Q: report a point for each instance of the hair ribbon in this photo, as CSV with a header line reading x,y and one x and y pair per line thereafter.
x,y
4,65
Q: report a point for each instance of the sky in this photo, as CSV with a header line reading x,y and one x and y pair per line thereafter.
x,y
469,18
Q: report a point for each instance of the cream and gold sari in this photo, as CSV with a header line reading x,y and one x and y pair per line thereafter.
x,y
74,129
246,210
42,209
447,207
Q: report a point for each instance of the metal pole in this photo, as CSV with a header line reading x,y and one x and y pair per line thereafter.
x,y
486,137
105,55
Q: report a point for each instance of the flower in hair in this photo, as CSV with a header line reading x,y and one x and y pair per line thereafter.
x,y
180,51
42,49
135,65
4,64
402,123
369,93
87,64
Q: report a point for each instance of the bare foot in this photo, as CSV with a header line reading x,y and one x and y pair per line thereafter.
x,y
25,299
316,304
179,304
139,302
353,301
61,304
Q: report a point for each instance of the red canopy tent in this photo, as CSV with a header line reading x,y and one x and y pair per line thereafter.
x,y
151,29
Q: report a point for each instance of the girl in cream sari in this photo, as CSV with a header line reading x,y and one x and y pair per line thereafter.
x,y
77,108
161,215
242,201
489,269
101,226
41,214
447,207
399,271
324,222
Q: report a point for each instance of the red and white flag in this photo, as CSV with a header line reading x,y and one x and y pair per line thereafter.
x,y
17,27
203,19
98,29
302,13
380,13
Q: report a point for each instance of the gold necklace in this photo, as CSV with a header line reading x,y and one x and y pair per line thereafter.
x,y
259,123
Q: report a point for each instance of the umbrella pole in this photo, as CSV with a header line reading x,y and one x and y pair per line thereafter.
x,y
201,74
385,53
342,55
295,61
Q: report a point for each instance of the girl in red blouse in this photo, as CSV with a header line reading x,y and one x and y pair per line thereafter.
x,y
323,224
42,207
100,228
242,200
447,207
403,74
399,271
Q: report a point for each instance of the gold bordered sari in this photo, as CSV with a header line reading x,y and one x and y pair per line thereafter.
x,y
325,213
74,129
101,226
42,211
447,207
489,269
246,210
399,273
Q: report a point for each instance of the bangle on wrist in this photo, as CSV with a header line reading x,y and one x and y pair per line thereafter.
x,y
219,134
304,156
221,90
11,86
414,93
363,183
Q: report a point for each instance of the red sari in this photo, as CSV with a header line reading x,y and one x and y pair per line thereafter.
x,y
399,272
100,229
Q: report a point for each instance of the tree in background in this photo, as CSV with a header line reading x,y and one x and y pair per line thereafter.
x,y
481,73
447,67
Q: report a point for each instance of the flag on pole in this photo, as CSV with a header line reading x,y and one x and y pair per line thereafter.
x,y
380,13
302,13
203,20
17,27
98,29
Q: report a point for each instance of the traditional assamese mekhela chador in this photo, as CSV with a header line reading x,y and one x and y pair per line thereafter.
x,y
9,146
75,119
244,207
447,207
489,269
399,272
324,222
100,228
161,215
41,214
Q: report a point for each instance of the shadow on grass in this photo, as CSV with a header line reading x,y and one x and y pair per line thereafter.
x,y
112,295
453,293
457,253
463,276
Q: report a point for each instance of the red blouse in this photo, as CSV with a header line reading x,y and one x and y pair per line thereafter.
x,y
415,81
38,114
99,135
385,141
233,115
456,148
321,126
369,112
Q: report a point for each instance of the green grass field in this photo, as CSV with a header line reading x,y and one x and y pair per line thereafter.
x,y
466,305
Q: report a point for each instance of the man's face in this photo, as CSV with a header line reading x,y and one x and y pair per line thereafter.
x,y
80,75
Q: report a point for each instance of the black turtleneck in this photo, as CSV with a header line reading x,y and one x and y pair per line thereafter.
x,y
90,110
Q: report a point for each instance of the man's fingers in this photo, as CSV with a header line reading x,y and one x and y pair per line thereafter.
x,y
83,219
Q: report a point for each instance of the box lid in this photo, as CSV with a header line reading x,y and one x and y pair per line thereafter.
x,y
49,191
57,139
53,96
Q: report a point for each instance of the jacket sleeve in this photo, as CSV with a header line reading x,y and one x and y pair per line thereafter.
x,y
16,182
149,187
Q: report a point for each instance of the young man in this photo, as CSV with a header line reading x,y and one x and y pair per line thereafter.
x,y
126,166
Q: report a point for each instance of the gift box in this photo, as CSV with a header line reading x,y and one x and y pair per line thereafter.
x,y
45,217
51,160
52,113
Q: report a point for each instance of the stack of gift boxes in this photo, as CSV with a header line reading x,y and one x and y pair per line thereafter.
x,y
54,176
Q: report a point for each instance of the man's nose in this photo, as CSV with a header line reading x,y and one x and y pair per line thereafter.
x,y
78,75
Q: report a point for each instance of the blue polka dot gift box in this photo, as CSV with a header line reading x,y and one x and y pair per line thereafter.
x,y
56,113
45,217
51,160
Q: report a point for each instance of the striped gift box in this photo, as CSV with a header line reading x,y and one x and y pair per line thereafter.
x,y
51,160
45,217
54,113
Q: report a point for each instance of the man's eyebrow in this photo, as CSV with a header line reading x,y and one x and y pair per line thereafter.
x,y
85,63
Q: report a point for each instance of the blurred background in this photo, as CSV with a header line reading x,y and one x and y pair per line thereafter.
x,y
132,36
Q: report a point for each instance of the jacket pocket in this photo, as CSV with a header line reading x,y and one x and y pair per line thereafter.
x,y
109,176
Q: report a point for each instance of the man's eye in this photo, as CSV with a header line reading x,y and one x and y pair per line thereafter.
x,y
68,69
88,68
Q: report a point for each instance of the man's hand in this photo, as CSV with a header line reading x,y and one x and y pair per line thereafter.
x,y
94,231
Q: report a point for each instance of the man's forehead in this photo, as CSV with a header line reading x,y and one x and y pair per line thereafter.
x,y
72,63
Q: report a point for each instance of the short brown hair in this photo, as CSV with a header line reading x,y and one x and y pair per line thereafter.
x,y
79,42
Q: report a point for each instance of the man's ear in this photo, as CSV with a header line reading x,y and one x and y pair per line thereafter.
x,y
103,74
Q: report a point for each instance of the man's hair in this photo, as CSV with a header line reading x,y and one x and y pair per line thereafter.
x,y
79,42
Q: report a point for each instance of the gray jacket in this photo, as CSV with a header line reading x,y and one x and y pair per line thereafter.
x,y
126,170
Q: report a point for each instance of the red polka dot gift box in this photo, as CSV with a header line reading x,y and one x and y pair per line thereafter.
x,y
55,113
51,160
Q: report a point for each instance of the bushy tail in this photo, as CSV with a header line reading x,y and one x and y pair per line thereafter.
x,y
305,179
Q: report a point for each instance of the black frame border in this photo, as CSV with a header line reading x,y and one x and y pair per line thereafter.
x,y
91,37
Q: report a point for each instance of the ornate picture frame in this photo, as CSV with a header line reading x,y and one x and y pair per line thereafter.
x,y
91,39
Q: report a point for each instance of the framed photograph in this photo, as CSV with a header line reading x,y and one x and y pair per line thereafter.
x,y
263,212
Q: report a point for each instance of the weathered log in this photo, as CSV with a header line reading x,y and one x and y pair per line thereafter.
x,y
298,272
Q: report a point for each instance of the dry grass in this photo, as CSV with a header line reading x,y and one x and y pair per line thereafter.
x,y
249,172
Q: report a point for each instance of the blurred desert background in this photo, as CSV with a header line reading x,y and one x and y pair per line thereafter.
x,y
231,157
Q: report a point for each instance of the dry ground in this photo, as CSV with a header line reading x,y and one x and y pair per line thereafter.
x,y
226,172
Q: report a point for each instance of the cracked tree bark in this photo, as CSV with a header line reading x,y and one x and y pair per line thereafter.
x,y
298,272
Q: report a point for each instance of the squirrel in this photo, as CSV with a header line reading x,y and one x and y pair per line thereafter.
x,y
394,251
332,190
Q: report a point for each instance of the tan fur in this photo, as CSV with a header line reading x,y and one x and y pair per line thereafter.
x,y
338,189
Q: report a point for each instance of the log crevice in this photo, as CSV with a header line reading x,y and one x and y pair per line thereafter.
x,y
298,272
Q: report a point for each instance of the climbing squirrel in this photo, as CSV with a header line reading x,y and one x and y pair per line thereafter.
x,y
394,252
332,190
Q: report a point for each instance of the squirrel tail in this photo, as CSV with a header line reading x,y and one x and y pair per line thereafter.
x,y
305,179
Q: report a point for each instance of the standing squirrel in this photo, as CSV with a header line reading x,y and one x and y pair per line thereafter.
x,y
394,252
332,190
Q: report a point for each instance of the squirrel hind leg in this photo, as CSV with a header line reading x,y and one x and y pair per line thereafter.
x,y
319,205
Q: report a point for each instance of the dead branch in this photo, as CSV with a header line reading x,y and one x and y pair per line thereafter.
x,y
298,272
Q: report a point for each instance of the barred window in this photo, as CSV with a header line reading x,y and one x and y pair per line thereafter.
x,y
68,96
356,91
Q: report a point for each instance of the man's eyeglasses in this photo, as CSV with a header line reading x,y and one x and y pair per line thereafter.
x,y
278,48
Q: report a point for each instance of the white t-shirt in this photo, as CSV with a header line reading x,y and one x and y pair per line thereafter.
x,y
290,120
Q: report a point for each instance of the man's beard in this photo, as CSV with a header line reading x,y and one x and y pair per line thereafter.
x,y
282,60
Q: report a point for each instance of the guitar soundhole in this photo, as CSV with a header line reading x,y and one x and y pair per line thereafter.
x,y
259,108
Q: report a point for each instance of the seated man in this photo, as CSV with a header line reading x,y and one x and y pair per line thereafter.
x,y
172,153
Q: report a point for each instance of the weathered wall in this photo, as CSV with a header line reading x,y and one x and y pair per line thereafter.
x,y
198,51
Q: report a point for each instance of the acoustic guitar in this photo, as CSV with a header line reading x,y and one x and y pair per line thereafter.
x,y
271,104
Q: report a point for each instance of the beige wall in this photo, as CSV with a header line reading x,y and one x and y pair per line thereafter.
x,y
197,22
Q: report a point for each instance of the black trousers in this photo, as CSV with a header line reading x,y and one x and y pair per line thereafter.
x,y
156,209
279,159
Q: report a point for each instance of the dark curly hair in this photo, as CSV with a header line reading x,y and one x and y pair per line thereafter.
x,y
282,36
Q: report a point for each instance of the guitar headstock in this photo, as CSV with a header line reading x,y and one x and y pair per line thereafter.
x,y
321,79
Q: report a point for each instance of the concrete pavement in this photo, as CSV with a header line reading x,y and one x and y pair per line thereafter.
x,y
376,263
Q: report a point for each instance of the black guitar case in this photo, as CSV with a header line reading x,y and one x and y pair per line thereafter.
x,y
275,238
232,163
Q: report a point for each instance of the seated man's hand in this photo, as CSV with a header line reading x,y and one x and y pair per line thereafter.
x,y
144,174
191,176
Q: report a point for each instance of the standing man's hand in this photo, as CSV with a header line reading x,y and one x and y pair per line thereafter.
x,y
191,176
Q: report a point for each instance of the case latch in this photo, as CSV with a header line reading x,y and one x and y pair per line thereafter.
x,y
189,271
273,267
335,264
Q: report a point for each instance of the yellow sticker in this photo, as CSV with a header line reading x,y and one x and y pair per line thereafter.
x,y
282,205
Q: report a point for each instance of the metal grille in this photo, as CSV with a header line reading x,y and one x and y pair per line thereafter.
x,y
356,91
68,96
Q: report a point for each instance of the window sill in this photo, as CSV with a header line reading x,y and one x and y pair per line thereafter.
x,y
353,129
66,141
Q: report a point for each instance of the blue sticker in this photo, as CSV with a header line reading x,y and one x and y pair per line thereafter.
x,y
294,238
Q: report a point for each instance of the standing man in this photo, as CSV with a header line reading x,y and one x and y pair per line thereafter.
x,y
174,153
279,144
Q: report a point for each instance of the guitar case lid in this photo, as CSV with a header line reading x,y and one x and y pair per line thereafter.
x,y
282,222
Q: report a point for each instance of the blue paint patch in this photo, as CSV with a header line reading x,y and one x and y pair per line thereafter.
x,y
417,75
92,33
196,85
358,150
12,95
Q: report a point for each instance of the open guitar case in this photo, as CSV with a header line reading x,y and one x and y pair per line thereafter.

+===+

Work required
Could you print the lines above, exactly as written, from the line containing "standing man in" through the final one?

Problem solution
Q: report a point for each instance of the standing man in this photo, as CSV with a header line reading x,y and one x and y pair per line thereafter.
x,y
174,153
279,144
Q: report a point for each instance of the guitar case lid in this photo, as CSV with a header line reading x,y and one x and y pair per line thereafter.
x,y
282,222
Q: report a point for each instance of the blue paint patch in this photo, as CSV with a header line reading x,y and one x and y pair per line thereafter.
x,y
417,75
92,33
196,85
358,150
12,95
Q: report a point for each instance of the open guitar case in this photo, as CSV with a header line reading x,y and one x and y pair per line thereafter.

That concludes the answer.